[RECORDS FOR PROCESSING]:
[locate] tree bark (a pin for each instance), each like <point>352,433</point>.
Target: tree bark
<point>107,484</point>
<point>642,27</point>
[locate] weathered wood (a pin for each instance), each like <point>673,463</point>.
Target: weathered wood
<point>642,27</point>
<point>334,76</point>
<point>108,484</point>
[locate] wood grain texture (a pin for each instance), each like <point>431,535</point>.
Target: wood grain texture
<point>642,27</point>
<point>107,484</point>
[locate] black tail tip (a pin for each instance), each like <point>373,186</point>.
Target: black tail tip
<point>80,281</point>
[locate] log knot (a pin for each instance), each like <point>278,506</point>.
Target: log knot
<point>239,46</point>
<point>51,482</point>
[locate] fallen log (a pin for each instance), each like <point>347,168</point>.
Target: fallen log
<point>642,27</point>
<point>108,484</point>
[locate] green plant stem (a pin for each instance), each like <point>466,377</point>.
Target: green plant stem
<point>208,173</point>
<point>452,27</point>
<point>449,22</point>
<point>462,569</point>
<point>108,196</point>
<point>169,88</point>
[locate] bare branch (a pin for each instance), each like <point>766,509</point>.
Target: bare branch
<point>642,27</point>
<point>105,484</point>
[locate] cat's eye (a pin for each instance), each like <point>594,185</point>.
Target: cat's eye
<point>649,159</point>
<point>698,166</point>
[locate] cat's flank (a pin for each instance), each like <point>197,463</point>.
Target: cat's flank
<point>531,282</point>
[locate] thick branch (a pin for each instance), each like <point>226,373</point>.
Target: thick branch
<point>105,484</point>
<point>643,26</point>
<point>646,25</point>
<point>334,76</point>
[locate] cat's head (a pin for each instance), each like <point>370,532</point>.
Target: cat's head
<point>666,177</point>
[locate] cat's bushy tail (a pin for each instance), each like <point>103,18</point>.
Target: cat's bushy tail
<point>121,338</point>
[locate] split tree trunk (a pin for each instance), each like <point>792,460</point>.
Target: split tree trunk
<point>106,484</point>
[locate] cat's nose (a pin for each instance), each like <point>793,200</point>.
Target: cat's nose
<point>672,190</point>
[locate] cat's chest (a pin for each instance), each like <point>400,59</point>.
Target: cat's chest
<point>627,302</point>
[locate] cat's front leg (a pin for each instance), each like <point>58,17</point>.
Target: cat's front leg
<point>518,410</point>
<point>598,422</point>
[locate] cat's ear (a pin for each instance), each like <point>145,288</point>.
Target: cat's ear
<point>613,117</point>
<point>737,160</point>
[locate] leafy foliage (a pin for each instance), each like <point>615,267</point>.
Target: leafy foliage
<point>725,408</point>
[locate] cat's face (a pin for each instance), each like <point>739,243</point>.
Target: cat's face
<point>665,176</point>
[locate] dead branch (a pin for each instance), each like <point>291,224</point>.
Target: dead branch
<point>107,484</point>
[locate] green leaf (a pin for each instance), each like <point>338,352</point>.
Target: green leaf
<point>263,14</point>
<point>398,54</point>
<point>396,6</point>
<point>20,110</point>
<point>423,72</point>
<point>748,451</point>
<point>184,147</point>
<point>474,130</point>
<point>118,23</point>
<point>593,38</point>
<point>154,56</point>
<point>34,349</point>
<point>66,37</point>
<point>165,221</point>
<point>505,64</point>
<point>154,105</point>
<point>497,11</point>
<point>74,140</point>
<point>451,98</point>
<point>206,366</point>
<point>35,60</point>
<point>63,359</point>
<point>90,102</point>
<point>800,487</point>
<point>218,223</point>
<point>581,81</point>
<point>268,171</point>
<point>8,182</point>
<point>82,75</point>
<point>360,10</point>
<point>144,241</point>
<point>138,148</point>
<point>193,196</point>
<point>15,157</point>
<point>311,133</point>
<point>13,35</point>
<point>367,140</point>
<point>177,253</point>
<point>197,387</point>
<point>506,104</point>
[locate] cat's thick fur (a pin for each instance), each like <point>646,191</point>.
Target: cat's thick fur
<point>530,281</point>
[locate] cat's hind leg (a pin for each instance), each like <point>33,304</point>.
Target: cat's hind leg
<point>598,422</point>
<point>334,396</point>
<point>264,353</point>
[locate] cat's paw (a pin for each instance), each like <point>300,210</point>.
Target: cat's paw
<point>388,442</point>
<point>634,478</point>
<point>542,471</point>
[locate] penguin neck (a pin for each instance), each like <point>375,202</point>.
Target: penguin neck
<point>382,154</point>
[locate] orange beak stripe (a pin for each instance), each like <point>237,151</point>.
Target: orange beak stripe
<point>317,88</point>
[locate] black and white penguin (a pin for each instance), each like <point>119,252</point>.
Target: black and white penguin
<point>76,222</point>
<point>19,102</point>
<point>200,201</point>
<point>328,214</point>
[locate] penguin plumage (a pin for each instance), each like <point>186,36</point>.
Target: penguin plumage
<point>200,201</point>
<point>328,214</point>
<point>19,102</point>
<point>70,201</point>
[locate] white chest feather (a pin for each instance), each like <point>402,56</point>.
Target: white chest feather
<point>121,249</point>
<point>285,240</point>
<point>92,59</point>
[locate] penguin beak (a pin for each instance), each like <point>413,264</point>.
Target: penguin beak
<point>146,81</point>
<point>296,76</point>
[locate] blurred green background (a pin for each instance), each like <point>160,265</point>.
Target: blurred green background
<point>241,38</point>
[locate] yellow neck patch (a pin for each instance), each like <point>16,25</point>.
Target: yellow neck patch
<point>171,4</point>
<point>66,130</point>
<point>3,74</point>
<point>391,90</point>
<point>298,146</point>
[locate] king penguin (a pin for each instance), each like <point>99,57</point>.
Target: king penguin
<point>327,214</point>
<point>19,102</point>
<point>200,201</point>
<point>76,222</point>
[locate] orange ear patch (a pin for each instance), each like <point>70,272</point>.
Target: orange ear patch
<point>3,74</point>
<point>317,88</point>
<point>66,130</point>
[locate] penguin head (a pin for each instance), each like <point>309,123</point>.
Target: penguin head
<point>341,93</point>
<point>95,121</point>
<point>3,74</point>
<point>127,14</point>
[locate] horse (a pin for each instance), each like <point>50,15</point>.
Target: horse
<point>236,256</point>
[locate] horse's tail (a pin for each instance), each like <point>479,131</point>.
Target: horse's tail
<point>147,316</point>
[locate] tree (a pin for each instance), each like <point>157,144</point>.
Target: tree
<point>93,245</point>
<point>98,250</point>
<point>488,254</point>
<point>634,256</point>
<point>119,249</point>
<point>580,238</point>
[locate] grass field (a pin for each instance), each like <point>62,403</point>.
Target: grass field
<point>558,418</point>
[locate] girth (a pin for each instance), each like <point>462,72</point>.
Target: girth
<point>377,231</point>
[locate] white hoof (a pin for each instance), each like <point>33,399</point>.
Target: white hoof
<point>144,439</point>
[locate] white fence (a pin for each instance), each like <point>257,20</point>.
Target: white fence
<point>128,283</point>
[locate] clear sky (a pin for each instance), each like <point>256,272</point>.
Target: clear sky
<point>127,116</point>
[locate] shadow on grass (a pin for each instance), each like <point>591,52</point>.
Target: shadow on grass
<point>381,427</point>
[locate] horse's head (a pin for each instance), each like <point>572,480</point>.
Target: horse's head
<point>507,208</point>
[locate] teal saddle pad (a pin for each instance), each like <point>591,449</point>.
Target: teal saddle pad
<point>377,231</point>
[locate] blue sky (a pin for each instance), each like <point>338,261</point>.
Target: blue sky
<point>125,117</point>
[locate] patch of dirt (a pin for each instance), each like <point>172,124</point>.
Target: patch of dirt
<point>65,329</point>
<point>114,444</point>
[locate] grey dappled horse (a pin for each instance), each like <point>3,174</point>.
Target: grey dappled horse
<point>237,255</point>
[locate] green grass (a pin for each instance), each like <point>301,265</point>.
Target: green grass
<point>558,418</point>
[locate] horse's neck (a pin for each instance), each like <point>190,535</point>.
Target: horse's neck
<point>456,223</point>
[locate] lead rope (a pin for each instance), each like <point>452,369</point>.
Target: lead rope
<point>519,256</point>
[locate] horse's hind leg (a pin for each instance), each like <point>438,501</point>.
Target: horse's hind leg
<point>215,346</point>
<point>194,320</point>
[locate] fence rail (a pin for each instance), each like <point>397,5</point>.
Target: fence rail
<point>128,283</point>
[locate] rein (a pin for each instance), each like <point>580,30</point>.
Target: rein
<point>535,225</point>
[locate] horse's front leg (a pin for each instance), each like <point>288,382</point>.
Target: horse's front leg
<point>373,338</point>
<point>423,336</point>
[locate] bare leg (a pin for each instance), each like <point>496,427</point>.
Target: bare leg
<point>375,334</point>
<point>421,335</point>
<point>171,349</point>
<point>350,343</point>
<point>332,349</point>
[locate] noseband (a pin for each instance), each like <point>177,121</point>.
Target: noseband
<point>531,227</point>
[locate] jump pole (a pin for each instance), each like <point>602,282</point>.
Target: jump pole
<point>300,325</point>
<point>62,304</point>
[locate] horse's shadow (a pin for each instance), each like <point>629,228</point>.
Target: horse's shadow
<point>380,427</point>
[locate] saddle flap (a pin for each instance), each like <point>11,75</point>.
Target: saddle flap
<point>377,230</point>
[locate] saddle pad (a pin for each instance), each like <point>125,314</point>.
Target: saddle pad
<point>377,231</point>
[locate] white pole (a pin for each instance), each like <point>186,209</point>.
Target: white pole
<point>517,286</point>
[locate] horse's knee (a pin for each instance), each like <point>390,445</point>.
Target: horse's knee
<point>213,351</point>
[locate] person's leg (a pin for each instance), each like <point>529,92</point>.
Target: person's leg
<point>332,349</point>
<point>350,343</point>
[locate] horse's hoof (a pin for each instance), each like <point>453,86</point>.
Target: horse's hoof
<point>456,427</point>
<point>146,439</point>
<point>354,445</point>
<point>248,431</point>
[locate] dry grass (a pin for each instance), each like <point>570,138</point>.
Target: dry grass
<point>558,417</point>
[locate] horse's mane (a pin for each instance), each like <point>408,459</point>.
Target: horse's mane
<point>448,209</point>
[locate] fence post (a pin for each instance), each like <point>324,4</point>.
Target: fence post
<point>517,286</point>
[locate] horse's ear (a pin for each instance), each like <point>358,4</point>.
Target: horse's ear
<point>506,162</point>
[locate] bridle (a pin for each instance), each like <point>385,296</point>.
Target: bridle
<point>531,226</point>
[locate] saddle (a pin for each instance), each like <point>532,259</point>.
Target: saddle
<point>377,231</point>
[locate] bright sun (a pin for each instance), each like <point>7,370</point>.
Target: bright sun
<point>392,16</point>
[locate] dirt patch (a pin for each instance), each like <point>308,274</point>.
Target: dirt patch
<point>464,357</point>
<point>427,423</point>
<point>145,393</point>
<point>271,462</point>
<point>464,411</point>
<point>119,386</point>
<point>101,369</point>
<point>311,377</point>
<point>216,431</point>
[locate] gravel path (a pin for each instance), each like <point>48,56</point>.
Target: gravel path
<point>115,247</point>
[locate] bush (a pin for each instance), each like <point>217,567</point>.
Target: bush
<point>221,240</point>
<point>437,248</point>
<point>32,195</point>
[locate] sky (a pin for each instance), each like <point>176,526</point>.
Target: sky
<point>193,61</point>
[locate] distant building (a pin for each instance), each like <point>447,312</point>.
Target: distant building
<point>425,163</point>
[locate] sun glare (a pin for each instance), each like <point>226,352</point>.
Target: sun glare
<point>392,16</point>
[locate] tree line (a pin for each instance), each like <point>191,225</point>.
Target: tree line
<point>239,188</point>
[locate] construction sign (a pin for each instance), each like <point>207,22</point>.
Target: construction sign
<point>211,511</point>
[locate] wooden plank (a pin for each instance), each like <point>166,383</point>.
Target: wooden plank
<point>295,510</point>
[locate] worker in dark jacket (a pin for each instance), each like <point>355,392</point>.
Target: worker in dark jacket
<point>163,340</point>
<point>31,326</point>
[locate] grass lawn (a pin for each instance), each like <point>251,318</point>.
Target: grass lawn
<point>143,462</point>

[TO DO]: Reproduce the entries verbatim, starting at the first line and ending at the line that contains "<point>51,482</point>", with both of those lines included.

[CORRECT RESULT]:
[locate] tree bark (a pin for each instance), each like <point>352,433</point>.
Target: tree bark
<point>107,484</point>
<point>642,27</point>
[locate] weathered wood (a pin for each instance), each like <point>673,463</point>.
Target: weathered wood
<point>642,27</point>
<point>334,76</point>
<point>108,484</point>
[locate] wood grain texture (a pin for each instance), each like <point>431,535</point>.
Target: wood grain texture
<point>642,27</point>
<point>107,484</point>
[locate] black tail tip (a pin for each instance), each like <point>373,186</point>.
Target: black tail tip
<point>80,281</point>
[locate] log knot (a pin for each instance), each like <point>278,506</point>.
Target: log knot
<point>239,46</point>
<point>51,482</point>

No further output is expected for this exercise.